(Position identification records)

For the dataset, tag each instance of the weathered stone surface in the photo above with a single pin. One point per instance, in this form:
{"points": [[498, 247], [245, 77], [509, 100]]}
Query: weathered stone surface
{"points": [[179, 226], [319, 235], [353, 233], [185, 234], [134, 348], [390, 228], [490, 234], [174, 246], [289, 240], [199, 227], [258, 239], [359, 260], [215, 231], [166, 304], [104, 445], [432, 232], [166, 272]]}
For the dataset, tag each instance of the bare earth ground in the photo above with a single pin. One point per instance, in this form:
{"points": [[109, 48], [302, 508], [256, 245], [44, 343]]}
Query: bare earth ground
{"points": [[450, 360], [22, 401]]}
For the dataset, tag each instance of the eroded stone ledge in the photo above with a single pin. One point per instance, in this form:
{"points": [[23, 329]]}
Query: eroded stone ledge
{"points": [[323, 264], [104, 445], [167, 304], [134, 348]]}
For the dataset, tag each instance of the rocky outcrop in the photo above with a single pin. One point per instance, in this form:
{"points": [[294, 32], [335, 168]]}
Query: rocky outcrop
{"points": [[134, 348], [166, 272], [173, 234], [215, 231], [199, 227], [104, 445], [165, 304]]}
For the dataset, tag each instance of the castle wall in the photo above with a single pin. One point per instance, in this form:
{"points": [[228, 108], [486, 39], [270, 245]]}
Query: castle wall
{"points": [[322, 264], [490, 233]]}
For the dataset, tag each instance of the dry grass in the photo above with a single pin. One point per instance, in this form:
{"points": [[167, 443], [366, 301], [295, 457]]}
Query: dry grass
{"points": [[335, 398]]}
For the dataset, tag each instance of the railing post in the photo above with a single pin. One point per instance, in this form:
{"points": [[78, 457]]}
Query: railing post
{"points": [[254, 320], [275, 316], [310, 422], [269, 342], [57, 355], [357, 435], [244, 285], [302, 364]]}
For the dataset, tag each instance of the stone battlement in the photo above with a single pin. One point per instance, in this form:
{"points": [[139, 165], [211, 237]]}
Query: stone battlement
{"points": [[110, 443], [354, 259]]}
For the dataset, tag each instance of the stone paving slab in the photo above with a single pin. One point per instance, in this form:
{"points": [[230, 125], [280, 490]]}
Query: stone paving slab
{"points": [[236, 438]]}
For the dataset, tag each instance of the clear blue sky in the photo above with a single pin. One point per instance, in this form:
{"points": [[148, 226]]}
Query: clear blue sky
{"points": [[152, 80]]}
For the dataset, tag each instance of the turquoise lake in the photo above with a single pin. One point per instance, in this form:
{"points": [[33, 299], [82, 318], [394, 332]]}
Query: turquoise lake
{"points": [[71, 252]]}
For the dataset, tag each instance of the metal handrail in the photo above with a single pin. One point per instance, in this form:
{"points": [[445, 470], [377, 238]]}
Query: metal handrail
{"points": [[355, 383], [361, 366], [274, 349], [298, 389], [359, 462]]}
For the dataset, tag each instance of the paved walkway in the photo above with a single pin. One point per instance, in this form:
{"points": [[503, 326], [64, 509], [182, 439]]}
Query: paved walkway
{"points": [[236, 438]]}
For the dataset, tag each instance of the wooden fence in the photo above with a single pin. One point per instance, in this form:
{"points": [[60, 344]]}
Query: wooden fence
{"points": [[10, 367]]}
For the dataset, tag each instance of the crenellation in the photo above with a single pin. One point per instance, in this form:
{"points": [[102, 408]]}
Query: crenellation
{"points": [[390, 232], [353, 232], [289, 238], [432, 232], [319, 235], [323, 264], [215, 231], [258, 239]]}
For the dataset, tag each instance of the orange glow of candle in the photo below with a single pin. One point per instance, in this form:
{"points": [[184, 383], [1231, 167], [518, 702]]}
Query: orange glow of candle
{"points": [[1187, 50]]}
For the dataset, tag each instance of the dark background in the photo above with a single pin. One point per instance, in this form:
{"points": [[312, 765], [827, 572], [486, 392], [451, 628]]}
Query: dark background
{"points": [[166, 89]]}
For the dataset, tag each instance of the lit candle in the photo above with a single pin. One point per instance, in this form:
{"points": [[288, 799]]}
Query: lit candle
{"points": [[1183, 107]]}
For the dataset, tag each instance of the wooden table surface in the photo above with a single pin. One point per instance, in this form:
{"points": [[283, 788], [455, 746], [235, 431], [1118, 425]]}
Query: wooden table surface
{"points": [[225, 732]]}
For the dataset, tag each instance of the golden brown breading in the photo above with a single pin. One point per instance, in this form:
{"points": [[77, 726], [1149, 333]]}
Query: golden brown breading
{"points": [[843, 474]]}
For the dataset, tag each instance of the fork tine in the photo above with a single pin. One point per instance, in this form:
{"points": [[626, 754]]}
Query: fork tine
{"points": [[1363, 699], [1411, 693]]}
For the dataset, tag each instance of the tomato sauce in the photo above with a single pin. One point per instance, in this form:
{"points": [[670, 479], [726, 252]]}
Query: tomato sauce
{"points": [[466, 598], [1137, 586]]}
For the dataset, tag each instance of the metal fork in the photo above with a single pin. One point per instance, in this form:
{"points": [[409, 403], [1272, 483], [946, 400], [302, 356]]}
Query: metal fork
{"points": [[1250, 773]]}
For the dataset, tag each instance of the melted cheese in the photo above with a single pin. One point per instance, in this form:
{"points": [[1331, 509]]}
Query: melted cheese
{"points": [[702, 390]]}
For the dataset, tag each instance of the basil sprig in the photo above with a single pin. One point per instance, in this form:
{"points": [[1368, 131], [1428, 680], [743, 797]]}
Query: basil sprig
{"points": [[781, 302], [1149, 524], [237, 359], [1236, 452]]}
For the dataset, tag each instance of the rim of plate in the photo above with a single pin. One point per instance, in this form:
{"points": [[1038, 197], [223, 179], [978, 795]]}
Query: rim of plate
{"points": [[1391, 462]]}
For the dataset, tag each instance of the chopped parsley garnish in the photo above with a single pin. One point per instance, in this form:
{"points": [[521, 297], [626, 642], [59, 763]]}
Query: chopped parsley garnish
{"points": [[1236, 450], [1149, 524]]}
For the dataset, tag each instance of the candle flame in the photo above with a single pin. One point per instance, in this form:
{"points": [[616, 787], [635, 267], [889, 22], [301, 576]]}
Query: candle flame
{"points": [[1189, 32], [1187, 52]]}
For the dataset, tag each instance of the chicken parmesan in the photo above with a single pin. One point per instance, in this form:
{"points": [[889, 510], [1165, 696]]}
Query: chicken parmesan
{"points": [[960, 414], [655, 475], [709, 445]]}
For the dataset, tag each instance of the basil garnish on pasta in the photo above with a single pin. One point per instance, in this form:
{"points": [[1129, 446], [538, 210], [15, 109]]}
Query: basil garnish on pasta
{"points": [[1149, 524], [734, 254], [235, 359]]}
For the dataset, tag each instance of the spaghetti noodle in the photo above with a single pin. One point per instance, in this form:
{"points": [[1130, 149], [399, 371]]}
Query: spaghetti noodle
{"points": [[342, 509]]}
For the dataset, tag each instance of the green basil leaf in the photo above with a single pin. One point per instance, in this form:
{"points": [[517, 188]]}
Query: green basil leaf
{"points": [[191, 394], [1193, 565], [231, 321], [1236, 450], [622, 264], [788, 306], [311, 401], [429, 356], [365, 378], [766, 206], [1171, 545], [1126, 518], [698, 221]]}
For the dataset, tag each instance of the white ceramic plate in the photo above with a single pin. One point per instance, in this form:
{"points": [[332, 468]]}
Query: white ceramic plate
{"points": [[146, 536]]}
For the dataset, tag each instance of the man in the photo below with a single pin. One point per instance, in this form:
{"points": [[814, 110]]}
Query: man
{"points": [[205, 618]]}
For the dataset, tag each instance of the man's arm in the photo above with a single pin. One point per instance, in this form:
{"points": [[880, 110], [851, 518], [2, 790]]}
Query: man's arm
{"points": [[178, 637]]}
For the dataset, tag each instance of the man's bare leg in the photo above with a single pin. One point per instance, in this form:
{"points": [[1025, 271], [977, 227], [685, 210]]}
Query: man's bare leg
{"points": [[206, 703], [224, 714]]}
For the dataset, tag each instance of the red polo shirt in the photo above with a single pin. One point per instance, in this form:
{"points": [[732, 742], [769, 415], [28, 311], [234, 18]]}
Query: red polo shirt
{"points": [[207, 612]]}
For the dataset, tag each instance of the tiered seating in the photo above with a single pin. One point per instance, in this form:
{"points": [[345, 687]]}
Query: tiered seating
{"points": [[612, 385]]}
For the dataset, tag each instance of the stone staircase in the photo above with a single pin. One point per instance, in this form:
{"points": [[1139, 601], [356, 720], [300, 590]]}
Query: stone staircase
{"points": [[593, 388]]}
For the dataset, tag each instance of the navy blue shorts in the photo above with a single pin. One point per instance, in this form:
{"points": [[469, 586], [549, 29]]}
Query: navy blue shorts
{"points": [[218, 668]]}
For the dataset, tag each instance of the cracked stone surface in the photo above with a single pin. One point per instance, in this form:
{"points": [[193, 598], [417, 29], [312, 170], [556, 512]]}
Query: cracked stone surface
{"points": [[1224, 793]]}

> WORK TO COMPLETE: Rescale the stretch from the line containing "For the dataset, tag each instance of the cracked" through the end of the rows, and give those lines again with the requests included. Multiply every point coordinate in the answers by 1.35, rounding to whole numbers with halves rounded up, and leave the requests and their sample formats unchanged.

> TASK RESPONSE:
For the dataset, tag each instance of the cracked stone surface in the photo above with a single pin. One point per instance, in this form:
{"points": [[193, 598], [417, 29], [312, 170], [556, 512]]}
Query: cracked stone surface
{"points": [[1652, 1071]]}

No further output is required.